§ Task directions: Beginning with the line containing "of the camera" and ending with the last line, repeat the records exactly.

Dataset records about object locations
begin

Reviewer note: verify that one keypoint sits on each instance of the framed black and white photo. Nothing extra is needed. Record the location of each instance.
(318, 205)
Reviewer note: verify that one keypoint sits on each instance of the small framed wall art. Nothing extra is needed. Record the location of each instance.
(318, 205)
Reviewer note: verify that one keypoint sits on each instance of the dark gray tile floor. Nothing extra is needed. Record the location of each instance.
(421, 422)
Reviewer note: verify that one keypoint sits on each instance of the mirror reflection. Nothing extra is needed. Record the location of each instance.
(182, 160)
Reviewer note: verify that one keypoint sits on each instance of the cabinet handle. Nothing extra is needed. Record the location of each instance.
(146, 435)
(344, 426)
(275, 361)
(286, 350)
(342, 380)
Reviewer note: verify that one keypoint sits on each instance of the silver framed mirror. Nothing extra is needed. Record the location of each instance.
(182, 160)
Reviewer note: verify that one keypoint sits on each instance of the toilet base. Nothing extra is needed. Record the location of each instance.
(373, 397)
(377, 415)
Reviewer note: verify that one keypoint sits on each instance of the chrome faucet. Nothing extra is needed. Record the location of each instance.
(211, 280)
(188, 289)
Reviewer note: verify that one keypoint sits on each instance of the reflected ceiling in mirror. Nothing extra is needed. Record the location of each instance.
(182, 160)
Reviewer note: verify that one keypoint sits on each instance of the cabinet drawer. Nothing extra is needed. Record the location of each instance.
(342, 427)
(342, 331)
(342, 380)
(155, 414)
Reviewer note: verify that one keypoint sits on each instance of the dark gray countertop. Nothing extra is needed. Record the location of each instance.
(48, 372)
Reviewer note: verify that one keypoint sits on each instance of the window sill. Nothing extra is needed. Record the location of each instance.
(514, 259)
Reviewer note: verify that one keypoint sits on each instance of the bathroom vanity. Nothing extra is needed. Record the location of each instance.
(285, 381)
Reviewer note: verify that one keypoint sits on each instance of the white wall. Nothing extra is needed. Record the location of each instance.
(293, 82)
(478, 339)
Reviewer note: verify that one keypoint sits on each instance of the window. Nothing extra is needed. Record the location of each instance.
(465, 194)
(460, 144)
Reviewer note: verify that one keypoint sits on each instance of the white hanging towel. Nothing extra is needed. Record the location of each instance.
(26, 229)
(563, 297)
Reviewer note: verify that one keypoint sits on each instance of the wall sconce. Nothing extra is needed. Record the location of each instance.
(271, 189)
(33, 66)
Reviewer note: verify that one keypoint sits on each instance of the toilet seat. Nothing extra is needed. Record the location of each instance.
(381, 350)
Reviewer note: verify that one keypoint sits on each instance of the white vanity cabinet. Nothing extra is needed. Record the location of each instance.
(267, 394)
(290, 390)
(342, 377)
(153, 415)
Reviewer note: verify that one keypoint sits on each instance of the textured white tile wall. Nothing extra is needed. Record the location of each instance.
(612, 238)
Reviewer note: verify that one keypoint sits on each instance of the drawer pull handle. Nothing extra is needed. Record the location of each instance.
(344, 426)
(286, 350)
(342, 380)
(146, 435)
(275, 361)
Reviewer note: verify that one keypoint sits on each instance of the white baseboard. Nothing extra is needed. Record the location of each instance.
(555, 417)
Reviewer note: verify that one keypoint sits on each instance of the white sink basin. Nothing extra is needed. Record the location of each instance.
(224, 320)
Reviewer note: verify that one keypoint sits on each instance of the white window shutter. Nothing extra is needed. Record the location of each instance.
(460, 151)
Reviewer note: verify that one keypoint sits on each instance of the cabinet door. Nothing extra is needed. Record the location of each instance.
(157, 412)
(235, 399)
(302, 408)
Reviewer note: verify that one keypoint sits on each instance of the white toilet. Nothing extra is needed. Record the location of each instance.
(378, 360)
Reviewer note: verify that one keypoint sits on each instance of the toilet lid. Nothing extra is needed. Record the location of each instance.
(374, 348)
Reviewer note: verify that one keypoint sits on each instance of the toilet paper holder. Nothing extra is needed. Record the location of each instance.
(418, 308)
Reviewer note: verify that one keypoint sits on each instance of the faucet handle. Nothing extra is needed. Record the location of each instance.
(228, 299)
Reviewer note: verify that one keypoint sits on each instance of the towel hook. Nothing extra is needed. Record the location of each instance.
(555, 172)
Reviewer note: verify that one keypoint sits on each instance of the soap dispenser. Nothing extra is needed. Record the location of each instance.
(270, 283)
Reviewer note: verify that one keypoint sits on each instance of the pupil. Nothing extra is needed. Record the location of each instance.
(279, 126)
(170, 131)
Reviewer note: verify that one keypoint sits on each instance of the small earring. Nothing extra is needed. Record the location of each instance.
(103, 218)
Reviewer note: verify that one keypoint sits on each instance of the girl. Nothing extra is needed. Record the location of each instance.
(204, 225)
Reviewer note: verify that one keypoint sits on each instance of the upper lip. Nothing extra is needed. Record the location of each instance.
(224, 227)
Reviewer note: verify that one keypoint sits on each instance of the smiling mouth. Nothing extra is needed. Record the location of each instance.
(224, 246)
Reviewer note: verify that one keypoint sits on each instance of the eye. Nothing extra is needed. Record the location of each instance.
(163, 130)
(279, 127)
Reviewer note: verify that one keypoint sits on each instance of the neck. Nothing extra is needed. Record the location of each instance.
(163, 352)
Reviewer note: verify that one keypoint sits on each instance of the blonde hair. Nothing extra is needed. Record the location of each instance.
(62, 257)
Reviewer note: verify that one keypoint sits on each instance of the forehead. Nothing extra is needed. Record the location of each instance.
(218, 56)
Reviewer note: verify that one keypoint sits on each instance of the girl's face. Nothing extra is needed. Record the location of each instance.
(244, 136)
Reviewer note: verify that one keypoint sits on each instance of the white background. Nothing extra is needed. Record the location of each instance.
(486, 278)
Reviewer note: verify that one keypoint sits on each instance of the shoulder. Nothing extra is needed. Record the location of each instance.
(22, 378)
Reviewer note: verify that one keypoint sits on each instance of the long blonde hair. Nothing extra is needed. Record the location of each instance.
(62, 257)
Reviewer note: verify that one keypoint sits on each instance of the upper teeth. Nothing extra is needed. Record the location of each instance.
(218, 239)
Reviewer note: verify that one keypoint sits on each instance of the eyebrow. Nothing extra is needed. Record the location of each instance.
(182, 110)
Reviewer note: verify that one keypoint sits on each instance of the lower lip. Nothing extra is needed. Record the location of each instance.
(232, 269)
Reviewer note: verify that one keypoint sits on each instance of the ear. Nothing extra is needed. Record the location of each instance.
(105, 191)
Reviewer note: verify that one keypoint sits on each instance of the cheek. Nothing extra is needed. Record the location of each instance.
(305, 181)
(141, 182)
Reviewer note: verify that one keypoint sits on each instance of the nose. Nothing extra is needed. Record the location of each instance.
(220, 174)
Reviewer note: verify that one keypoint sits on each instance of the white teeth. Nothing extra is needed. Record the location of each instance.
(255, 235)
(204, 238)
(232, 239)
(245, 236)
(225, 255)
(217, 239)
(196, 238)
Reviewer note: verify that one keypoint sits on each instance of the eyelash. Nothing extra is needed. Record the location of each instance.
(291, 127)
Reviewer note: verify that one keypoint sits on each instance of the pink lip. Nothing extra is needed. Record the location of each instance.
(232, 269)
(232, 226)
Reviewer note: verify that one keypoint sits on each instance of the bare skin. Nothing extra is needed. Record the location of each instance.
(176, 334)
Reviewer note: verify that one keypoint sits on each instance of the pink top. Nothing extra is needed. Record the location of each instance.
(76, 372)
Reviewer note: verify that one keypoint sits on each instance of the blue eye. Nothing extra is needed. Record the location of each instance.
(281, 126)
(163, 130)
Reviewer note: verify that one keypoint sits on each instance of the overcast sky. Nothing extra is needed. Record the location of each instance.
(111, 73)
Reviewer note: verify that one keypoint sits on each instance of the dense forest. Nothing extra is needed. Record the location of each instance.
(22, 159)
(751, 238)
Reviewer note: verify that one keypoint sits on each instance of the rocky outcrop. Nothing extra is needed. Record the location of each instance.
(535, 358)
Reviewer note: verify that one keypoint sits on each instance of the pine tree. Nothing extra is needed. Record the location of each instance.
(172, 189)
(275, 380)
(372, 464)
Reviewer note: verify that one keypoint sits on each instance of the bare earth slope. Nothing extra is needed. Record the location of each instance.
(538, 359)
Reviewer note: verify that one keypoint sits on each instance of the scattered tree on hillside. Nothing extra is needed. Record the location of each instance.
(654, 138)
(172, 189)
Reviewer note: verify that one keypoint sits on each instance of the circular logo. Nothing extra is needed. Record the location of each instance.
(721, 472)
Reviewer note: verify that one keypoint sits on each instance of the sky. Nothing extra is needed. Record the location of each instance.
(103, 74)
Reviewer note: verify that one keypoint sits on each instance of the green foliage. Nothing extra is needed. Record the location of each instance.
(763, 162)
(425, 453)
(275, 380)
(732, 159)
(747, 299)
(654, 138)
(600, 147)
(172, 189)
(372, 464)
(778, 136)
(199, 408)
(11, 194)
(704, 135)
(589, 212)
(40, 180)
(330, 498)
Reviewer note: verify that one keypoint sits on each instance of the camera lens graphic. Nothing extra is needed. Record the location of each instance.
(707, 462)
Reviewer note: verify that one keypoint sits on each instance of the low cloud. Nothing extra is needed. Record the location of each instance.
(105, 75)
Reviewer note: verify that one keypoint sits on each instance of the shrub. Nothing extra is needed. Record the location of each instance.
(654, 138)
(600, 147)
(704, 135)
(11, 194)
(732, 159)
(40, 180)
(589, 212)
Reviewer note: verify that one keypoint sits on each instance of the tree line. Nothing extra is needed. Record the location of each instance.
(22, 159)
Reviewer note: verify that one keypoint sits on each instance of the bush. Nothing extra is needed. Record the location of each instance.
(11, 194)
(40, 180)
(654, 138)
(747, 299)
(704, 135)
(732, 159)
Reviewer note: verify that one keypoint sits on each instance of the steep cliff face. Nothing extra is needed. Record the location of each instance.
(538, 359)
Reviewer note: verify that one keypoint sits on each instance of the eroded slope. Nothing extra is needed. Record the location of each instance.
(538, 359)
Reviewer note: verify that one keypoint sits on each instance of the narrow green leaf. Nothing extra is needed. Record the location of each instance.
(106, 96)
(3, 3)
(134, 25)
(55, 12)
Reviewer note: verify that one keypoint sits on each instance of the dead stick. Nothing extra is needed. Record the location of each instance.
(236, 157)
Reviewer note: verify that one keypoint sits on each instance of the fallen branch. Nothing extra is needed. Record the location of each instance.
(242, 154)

end

§ Task solution:
Reviewer note: verify that one keypoint sits on each instance of the camera lens graphic. Nothing extra is needed. Record the location of each instance.
(707, 462)
Reviewer note: verify that one keypoint sits on each instance of the low cloud. Nothing extra is needed. Record the location of each instance.
(105, 75)
Reviewer note: verify that one keypoint sits on each instance of the shrub. Nothing extra is needed. Record the location of each instance.
(654, 138)
(600, 147)
(704, 135)
(11, 194)
(732, 159)
(40, 180)
(589, 212)
Reviewer note: verify that one keypoint sits on each instance of the tree line. Nothing extra is needed. Record the location of each instance.
(22, 159)
Reviewer note: verify that one keypoint sits on each instance of the bush. Nothing extra is needed. Record the location of each instance.
(11, 194)
(40, 180)
(654, 138)
(747, 299)
(704, 135)
(732, 159)
Reviewer note: verify that one keypoint sits on each instance of the steep cliff face. Nothing extra is needed. Record the location of each instance.
(538, 359)
Reviewer note: verify that one keypoint sits on each instance of the eroded slope. Nothing extra is needed. Record the location of each instance.
(538, 359)
Reviewer note: verify that one keypoint sits on each instance of the narrow green leaf. Nothing extra is needed. Record the location of each instance.
(106, 96)
(3, 3)
(134, 25)
(55, 12)
Reviewer note: verify that one keypoint sits on each instance of the dead stick. Nothing extra is needed. Record the location of each instance.
(236, 157)
Reviewer note: verify that one keypoint sits on each instance of the fallen branch. Nothing extra is needed. Record the location of each instance.
(242, 154)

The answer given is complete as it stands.